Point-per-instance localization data
:::::
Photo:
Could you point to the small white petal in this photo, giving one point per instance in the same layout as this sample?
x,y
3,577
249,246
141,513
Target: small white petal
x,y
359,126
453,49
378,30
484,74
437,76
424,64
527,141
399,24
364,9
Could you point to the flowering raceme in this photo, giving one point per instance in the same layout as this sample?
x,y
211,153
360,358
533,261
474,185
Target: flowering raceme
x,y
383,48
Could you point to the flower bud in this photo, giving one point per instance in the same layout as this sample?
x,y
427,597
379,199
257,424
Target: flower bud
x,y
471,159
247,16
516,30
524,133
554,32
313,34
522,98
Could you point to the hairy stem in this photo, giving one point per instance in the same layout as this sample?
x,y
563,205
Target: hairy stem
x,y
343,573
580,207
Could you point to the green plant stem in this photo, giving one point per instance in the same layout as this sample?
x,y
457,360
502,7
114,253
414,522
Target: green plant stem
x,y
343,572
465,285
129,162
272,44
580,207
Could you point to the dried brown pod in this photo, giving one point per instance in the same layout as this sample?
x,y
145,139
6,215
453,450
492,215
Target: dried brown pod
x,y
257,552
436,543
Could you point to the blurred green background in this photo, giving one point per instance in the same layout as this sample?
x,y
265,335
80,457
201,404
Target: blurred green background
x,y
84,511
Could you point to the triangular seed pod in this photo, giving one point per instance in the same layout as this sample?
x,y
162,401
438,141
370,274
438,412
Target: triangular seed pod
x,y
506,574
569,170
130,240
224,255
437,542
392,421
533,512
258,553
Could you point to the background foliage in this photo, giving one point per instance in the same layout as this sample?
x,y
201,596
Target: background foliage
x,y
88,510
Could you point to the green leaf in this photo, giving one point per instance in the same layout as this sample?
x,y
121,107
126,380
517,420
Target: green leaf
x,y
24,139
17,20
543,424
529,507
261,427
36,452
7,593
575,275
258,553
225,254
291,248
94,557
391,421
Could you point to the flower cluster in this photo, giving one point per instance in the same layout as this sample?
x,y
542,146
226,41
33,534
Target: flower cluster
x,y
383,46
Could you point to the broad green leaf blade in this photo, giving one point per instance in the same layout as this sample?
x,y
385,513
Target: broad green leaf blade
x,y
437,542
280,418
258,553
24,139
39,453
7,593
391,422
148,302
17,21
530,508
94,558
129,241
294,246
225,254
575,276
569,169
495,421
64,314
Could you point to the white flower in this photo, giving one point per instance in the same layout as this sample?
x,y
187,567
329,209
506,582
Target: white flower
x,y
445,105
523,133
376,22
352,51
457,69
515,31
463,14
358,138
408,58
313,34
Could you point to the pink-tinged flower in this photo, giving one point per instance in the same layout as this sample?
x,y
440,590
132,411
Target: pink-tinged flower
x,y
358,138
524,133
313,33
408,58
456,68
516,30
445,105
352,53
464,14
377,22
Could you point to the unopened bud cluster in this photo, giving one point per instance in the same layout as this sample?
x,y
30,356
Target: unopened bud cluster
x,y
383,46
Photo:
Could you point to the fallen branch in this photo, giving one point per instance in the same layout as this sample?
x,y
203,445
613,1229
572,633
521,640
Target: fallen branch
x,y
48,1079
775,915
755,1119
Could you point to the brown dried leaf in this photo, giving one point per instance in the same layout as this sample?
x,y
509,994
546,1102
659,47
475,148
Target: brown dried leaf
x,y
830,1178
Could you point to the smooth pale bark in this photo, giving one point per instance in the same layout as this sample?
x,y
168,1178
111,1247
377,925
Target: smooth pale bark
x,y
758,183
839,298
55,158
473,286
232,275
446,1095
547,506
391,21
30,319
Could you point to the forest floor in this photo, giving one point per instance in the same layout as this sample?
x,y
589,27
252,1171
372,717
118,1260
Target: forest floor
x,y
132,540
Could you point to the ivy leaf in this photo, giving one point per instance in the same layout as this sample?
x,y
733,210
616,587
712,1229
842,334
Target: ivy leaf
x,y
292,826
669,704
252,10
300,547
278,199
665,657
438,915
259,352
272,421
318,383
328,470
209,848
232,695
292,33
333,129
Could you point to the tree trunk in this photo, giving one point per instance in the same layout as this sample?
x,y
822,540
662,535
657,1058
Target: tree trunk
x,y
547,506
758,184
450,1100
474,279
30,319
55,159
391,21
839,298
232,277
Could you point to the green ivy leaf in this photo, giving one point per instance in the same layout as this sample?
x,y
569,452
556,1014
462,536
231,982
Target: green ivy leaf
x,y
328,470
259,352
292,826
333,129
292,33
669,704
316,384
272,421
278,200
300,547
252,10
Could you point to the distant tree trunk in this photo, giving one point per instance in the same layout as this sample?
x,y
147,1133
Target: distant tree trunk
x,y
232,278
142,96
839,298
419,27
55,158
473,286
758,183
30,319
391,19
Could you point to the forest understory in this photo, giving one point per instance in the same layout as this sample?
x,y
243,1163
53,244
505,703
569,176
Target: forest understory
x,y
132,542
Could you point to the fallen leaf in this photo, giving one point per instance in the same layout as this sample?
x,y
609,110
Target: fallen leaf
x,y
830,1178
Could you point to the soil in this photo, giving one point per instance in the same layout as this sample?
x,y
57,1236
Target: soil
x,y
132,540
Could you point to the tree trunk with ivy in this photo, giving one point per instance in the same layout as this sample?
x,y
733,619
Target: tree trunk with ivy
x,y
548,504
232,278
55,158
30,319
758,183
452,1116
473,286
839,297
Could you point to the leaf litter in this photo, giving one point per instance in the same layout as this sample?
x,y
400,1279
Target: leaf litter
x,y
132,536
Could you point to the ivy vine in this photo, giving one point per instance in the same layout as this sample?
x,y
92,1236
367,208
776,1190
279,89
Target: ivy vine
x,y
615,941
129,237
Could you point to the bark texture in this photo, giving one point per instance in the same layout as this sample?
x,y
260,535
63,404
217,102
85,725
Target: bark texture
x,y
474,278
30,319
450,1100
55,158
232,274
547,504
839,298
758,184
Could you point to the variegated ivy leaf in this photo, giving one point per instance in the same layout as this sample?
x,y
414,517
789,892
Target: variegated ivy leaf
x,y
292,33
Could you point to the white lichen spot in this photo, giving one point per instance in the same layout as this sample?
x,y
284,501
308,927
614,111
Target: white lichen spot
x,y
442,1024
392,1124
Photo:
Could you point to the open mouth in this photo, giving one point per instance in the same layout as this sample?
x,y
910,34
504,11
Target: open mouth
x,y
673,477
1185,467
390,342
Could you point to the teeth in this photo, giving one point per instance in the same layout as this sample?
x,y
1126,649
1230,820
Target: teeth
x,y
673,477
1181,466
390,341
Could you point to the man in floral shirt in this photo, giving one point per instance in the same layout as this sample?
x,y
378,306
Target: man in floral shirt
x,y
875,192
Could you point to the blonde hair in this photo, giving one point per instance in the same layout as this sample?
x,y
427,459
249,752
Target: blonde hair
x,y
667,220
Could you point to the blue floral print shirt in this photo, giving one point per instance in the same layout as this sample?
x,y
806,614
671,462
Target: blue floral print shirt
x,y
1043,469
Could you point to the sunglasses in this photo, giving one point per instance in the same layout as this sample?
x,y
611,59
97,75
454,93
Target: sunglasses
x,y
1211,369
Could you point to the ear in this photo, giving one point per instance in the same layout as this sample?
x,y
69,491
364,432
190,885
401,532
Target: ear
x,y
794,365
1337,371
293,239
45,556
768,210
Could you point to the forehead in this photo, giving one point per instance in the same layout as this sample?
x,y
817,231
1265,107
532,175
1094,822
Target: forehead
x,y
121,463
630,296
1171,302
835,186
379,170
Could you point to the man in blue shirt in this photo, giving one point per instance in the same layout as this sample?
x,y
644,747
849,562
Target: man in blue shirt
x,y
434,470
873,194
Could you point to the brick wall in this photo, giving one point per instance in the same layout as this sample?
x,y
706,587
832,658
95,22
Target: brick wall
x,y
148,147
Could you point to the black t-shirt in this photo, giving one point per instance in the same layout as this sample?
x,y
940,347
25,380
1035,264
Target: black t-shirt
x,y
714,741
:::::
== Exercise brief ==
Beginning with the line that holds "Target: open mouth", restate word for word every line down to the end of the data, and only those lines.

== Solution to this exercise ==
Target: open mouth
x,y
673,477
1185,467
390,342
Could you point to the teeth in this photo, giving one point per instance in the same layout as this sample?
x,y
1126,649
1230,820
Target: teeth
x,y
673,477
1181,466
390,341
Could you point to the man in floral shirt in this photo, giving one point per instance in the same layout as this sample?
x,y
378,306
Target: man in floral shirt
x,y
875,192
Could you point to the blonde hair in this photo, giving one point per instance in the same layout as this sample?
x,y
427,459
249,752
Target: blonde hair
x,y
667,220
Could you point to the blue floral print shirt in this photo, giving one point per instance in the same layout as this sample?
x,y
806,614
671,462
Target: blue floral print shirt
x,y
1043,469
Could you point to the sunglasses in this photo, giving one point per instance in the same layout as this sample?
x,y
611,59
97,75
454,93
Target: sunglasses
x,y
1211,369
Could you point to the ear in this photo, giving one point per instance in the same layout as this sample?
x,y
69,491
364,432
190,885
401,532
Target: ear
x,y
794,365
1337,371
293,239
45,556
768,210
Could you point to the forehead in this photo, giving one point per instance in the same layout as this sample?
x,y
817,231
1265,107
532,175
1094,822
Target: forehead
x,y
121,463
630,296
1171,302
835,186
379,170
Could you point to the man in blue shirt in this photo, giving one point per instance in the same layout as this sample?
x,y
644,747
849,562
Target: man in blue shirt
x,y
434,470
873,194
Could you point to the brick wall in this photo, giving one point per instance in the same layout as this sample?
x,y
706,587
832,658
95,22
Target: brick wall
x,y
148,147
Could you point to the black t-shirt in this photo, giving one point per instance in the same layout as this sample?
x,y
940,347
25,380
1035,264
Target: black t-shirt
x,y
714,741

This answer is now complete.